# Learnable Time-Frequency Representations
This assignment was about training models to learn different time-frequency representations of audio. I chose to work with the Rainforest dataset because I'm familiar with the dataset from a previous Kaggle competition and because I thought it was fun to use a bioacoustics dataset for the assignment.

In [None]:
import math
from pathlib import Path
import random
import uuid
import time

import IPython.display as ipd
import librosa
import matplotlib.pyplot as plt
import numpy as np
import pandas as pd
from sklearn.model_selection import train_test_split
import torch
from torch import nn
import torch.nn.functional as F
from torch.utils.data import Dataset, DataLoader
import torchaudio
from tqdm.notebook import tqdm

torchaudio.set_audio_backend('sox_io')

Let's define some paths to the Rainforest dataset

In [None]:
input_data = Path('/kaggle/input')
output_data = Path('/kaggle/working')

rainforest_data = input_data / 'rfcx-species-audio-detection'

train_data = rainforest_data / 'train'
test_data = rainforest_data / 'test'

df = pd.read_csv(rainforest_data / 'train_tp.csv')

The dataframe describing the Rainforest dataset has the following format:

In [None]:
df.head()

For each row in the dataframe we are going to extract a short segment of audio of the file corresponding to `recording_id`. We are going to center the extracted segment in the middle of `t_min` and `t_max`, and all extracted segments will be of the same lenght, for simplicity. We are going to do the segmentation in advance and save the extracted and normalized segments as tensors, for faster loading when we train the models.
We specify the wanted length and sample rate of the extracted segments, as well as the encoder we want to use:

In [None]:
SAMPLE_RATE = 22050
CLIP_LEN_SECONDS = 1.
CLIP_LEN_SAMPLES = int(SAMPLE_RATE * CLIP_LEN_SECONDS)
N_FFT = 300
ENCODER = torchaudio.transforms.Spectrogram(n_fft=N_FFT)

And we create a directory where we will save the extracted segments

In [None]:
waveform_tensors = output_data / 'waveform-tensors'

Path.mkdir(waveform_tensors)

In [None]:
weights_dir = output_data / 'weights'

Path.mkdir(weights_dir, exist_ok=True)

[DIRECTIONS]:
[A] Collect every line of the records that contains the string "watch", treating uppercase and lowercase as distinct.
[B] Carry the notebook on learnable time-frequency representations forward from its last line.

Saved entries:

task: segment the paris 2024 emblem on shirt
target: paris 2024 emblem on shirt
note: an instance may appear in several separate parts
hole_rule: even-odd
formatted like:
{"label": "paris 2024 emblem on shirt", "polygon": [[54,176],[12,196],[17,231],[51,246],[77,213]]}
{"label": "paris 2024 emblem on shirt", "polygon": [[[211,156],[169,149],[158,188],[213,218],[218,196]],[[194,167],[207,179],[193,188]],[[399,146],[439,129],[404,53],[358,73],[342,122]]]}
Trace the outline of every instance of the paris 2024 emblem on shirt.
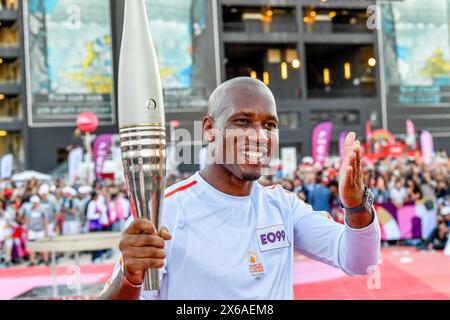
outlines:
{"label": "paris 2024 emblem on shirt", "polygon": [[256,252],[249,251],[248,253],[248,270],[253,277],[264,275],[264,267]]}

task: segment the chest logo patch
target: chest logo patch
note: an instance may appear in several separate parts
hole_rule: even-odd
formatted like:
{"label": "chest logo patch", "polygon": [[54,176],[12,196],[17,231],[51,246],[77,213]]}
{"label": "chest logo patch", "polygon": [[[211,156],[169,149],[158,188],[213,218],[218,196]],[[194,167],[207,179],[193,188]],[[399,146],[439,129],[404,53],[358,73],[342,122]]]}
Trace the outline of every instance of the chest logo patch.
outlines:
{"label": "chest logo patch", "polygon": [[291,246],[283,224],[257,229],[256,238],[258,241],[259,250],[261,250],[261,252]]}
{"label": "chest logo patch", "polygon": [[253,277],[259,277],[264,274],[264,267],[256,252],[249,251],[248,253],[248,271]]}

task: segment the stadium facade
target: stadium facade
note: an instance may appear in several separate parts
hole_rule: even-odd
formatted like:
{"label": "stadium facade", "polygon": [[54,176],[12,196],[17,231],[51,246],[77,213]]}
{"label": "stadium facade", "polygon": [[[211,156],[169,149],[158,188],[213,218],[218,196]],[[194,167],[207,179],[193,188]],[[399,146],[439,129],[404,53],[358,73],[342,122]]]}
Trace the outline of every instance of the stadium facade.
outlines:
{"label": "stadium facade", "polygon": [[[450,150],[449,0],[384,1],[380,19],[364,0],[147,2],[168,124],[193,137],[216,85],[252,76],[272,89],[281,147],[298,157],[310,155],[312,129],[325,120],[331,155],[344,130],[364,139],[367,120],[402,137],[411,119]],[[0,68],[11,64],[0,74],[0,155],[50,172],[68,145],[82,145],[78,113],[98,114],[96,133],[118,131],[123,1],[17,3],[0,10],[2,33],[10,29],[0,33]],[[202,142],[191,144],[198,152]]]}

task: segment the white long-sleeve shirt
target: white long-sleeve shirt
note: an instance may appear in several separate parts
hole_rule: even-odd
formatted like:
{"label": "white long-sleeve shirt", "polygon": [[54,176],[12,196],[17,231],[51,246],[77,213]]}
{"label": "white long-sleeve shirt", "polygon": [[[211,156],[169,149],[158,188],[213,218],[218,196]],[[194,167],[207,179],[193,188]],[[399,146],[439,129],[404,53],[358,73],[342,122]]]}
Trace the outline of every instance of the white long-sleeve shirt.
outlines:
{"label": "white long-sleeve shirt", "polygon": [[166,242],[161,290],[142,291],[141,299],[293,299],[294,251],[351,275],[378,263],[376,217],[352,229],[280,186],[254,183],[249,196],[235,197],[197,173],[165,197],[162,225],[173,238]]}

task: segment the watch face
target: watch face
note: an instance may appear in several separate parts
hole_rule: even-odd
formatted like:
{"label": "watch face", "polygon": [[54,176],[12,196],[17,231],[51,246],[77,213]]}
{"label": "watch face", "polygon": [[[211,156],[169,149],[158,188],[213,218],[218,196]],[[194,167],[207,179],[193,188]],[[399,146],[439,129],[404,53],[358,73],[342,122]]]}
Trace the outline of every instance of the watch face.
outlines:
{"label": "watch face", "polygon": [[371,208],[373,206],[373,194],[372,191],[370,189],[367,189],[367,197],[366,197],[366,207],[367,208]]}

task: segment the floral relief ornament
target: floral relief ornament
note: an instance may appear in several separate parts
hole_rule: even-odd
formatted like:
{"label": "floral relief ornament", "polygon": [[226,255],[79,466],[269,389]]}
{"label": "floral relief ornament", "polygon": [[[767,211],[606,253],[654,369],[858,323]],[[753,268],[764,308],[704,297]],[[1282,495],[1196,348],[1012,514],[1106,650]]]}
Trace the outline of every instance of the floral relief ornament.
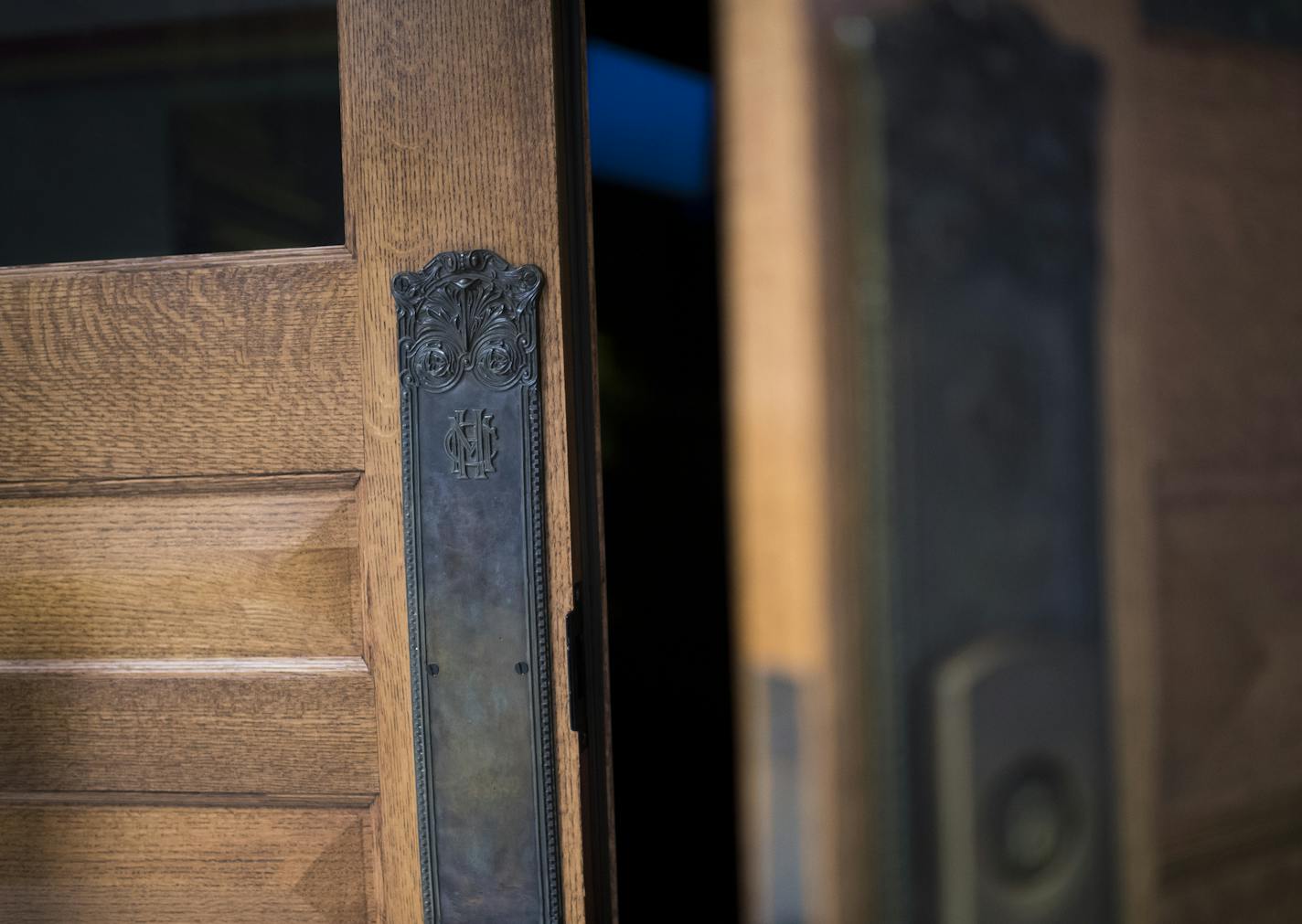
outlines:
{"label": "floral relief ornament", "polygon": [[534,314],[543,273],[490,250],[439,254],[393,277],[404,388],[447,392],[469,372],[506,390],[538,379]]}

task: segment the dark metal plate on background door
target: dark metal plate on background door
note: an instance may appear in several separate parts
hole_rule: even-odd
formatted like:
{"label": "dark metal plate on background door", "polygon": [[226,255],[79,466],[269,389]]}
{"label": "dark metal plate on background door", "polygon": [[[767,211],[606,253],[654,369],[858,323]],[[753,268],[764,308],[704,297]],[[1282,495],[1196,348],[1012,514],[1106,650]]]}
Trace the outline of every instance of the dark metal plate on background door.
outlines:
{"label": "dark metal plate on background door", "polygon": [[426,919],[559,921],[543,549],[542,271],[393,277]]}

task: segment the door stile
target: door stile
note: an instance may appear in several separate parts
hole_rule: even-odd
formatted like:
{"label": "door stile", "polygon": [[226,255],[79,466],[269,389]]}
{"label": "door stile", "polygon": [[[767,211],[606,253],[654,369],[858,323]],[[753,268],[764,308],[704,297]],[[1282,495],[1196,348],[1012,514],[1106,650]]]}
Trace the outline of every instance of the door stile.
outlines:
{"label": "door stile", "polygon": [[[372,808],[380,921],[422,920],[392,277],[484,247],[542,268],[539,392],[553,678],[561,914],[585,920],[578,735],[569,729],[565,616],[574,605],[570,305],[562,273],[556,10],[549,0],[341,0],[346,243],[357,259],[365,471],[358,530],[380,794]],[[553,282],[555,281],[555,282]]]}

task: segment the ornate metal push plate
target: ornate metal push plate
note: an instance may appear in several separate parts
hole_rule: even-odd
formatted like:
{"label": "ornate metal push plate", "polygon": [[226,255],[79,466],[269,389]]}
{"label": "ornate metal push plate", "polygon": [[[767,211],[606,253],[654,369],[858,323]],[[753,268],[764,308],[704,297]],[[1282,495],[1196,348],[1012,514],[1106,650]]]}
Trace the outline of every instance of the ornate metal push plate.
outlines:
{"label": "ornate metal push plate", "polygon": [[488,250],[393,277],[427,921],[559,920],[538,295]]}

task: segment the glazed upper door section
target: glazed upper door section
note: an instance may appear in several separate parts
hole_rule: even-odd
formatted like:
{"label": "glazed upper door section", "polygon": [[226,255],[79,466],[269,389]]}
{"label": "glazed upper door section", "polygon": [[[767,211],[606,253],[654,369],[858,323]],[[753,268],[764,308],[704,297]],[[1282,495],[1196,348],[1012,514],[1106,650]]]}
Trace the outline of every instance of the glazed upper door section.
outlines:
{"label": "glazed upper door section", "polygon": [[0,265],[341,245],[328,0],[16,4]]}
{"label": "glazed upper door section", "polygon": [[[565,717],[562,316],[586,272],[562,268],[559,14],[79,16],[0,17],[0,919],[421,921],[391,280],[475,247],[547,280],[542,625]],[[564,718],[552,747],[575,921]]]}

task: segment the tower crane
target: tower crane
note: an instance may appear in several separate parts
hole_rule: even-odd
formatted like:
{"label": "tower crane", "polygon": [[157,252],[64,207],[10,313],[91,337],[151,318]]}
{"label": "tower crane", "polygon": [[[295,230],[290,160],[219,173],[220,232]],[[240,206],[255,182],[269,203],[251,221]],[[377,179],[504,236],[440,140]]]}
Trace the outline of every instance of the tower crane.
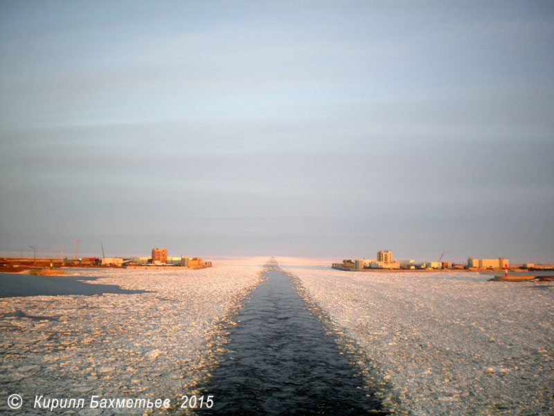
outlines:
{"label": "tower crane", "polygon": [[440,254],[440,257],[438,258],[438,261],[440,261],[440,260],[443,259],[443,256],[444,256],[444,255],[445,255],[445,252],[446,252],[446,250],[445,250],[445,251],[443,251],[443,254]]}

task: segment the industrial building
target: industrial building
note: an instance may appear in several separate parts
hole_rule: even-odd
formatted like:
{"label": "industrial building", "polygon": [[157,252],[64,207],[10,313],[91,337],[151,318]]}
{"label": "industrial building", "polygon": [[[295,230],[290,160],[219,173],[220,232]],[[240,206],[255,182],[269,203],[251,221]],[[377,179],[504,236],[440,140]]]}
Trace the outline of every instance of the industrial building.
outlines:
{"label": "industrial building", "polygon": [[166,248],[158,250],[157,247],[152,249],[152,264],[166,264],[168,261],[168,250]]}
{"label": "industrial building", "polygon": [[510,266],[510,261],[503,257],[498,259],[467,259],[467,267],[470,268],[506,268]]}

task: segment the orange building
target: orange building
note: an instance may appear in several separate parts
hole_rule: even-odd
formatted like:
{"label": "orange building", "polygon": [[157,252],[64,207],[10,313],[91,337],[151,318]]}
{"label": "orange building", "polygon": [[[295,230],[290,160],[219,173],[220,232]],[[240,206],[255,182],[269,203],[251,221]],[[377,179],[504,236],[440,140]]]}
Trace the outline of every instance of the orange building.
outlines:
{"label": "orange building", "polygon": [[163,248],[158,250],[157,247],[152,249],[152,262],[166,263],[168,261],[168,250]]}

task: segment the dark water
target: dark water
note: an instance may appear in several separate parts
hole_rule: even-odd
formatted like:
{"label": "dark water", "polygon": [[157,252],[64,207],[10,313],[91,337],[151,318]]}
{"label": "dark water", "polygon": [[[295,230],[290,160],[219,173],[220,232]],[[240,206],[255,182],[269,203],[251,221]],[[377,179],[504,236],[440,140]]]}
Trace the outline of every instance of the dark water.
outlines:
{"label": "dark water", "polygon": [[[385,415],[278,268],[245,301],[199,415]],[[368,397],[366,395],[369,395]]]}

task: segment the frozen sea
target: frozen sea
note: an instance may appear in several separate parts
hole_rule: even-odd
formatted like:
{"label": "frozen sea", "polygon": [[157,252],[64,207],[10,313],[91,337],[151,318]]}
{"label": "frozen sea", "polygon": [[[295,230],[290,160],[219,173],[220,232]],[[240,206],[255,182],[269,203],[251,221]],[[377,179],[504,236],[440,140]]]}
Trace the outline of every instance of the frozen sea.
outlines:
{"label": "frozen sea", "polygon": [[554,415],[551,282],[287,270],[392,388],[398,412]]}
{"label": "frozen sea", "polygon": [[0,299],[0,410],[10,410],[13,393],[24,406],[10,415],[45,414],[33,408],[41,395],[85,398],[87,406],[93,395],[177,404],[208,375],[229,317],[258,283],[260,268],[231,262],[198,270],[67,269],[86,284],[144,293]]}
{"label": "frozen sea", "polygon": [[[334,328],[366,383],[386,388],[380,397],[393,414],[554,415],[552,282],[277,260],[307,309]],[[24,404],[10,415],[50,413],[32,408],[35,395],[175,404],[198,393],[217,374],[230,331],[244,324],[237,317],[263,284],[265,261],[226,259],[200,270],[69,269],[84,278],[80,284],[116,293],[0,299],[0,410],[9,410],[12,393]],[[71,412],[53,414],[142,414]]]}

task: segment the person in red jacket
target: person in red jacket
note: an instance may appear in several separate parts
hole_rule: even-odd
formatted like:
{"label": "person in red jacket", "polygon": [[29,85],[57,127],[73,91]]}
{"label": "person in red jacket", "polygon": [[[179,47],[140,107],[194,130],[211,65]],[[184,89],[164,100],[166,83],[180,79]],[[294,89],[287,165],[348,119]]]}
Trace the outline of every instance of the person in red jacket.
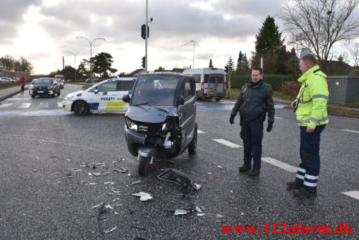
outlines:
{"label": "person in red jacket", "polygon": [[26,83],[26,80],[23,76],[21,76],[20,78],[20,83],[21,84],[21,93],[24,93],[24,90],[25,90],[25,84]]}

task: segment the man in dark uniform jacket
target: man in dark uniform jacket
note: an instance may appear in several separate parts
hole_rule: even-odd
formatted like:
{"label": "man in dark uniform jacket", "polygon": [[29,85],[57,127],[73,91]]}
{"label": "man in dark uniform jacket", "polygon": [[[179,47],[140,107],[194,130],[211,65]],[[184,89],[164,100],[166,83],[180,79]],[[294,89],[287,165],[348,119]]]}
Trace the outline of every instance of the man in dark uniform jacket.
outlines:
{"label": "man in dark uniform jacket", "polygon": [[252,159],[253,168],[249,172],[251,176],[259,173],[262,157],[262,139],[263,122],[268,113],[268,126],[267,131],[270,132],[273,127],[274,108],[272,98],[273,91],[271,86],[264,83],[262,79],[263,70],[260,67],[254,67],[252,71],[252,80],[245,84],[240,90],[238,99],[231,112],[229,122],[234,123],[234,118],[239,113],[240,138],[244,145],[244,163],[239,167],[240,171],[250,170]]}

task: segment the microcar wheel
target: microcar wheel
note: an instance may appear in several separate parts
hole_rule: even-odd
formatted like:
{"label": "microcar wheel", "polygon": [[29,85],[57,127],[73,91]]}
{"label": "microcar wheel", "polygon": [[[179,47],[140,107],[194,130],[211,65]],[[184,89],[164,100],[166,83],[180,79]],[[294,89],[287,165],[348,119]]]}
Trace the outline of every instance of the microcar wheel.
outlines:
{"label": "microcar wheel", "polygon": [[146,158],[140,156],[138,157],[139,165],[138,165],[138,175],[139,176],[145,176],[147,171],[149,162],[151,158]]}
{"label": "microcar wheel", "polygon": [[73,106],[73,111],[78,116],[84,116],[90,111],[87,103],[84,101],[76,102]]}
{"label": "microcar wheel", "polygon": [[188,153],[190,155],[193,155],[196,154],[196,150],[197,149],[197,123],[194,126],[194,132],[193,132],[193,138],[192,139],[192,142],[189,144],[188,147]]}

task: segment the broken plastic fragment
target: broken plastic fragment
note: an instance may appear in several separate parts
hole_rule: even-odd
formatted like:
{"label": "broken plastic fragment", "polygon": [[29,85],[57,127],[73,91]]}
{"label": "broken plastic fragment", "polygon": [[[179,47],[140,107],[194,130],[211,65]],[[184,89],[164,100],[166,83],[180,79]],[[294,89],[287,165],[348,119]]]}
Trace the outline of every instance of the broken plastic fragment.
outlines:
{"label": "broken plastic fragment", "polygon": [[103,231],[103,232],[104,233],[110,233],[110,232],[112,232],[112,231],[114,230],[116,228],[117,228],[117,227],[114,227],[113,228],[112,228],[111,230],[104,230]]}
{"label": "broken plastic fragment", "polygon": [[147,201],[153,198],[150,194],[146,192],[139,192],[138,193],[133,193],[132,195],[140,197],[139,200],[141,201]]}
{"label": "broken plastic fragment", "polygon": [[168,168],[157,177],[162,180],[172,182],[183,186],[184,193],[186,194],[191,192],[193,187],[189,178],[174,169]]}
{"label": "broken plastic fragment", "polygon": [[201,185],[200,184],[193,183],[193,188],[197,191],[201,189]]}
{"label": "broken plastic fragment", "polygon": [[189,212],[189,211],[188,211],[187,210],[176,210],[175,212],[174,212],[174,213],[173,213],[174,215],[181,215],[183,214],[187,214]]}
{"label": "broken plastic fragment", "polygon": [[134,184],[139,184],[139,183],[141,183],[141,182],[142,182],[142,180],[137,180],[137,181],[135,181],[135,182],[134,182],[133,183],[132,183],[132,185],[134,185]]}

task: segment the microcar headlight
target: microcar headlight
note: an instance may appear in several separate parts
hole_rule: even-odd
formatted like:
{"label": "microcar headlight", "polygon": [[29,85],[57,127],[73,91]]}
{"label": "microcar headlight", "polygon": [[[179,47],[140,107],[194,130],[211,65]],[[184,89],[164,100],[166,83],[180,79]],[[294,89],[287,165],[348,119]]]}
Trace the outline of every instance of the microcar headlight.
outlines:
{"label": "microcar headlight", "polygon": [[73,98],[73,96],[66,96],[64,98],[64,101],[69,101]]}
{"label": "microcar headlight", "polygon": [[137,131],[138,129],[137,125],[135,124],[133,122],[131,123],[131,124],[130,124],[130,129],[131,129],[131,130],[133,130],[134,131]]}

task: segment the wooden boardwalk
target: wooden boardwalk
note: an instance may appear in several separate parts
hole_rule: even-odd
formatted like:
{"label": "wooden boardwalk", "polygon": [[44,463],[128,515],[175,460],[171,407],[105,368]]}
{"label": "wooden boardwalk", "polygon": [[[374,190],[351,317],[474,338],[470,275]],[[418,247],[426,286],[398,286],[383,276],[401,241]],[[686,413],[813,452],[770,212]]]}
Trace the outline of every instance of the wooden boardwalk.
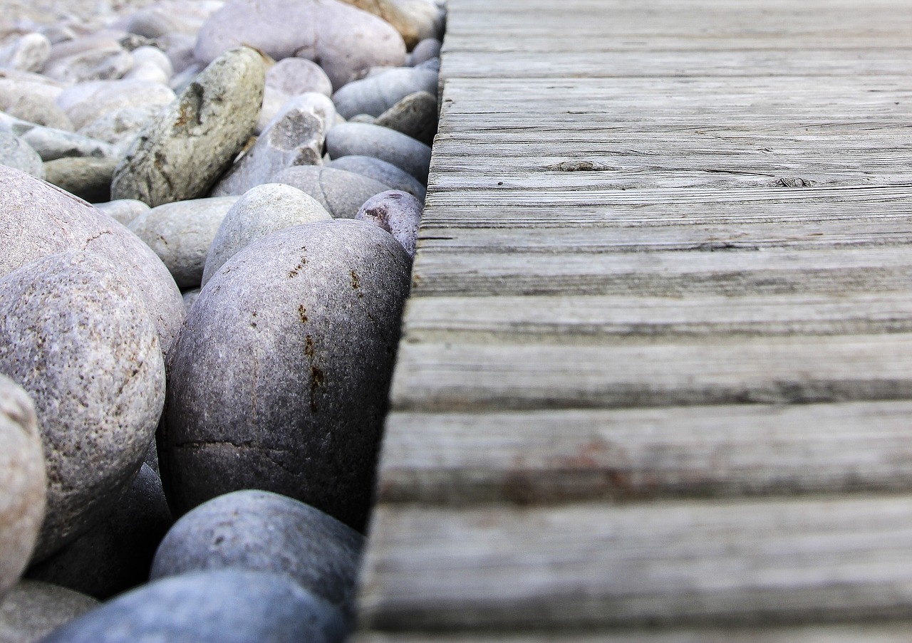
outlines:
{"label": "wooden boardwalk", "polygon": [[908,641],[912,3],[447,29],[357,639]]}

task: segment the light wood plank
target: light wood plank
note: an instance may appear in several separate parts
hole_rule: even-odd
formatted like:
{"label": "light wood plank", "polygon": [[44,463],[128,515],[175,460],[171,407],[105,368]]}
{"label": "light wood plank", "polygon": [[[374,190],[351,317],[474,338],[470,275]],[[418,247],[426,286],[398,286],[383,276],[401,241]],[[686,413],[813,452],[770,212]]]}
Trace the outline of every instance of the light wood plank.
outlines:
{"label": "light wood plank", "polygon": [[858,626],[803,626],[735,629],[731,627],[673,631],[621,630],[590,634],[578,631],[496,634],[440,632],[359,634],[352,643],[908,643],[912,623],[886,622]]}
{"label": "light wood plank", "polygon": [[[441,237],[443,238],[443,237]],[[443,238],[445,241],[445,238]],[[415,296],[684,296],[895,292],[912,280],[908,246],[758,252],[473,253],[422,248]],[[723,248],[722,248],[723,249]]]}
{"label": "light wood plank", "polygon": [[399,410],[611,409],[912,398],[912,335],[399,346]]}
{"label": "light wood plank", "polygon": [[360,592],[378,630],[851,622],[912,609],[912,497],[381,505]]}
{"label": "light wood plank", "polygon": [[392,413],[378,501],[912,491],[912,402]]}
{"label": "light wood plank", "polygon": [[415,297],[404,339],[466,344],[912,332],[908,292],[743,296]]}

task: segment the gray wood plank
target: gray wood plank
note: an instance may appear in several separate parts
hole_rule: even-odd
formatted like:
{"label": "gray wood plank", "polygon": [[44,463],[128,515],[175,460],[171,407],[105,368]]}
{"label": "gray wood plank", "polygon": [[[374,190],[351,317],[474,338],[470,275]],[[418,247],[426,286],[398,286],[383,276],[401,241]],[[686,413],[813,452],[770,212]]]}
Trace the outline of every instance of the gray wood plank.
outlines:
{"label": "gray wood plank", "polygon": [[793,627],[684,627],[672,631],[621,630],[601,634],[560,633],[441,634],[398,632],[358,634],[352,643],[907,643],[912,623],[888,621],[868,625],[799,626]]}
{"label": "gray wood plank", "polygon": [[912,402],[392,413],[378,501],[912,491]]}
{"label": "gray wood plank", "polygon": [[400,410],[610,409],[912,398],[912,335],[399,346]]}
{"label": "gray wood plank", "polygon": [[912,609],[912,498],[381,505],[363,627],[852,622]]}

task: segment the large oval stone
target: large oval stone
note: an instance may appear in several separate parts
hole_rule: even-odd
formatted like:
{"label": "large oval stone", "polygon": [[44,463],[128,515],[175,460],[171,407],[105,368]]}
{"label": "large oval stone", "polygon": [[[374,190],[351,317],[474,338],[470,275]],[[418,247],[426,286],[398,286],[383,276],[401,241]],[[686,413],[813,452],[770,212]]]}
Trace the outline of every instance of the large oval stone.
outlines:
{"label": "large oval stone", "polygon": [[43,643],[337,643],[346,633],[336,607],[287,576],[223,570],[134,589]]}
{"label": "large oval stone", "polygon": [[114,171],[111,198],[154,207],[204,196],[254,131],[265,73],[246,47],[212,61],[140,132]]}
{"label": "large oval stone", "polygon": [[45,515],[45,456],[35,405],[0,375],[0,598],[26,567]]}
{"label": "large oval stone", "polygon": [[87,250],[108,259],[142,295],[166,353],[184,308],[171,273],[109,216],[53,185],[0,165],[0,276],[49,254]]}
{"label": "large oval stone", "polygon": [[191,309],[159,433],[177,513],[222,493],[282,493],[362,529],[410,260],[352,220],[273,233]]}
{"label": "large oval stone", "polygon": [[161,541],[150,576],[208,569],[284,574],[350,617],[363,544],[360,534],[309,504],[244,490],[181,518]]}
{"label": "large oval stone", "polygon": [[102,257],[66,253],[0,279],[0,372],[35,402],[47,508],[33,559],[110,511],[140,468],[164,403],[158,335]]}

[TASK-BY-TASK OUTPUTS]:
[A]
task: segment the watch face
target: watch face
{"label": "watch face", "polygon": [[54,176],[12,196],[17,231],[51,246],[77,213]]}
{"label": "watch face", "polygon": [[[211,156],[169,149],[158,188],[213,218],[218,196]],[[194,167],[207,179],[193,188]],[[399,146],[439,129],[404,53],[358,73],[342,122]]]}
Trace the outline of every instance of the watch face.
{"label": "watch face", "polygon": [[371,208],[373,206],[373,194],[372,191],[370,189],[367,189],[367,197],[366,197],[366,207],[367,208]]}

[B]
`get_normalized_segment` takes a filepath and a timestamp as input and returns a normalized waveform of length `CLIP_LEN_SECONDS` centered around the provided timestamp. We loop through the entire dataframe and find all the interesting segments, we store them as torch tensors in the `waveform_tensors` directory.

In [None]:
def get_normalized_segment(fpath, mid_segment_timestamp):
    audio, sr = torchaudio.load(fpath)
    audio = audio.squeeze()
    resampler = torchaudio.transforms.Resample(sr, SAMPLE_RATE)
    audio = resampler(audio)
    start_idx = int(sr * (mid_segment_timestamp - CLIP_LEN_SECONDS / 2))
    end_idx = start_idx + CLIP_LEN_SAMPLES
    if start_idx < 0:
        start_idx = 0
        end_idx = start_idx + CLIP_LEN_SAMPLES
    elif end_idx > len(audio) - 1:
        end_idx = len(audio) - 1
        start_idx = end_idx - CLIP_LEN_SAMPLES
    seg = audio[start_idx:end_idx]
    seg -= torch.mean(seg)
    seg /= torch.max(torch.abs(seg))
    return seg

for row_idx, row in tqdm(df.iterrows(), total=df.shape[0]):
    fpath = train_data / (row['recording_id'] + '.flac')
    mid_segment_timestamp = (row['t_min'] + row['t_max']) / 2.
    segment = get_normalized_segment(fpath, mid_segment_timestamp)
    assert segment.shape == torch.Size([CLIP_LEN_SAMPLES])
    fname = str(uuid.uuid4()) + '.pt'
    torch.save(segment, waveform_tensors / fname)

We create a class `WaveformDataset` to conveniently load data as we need it. We also create a few helper functions for vizualizing the data.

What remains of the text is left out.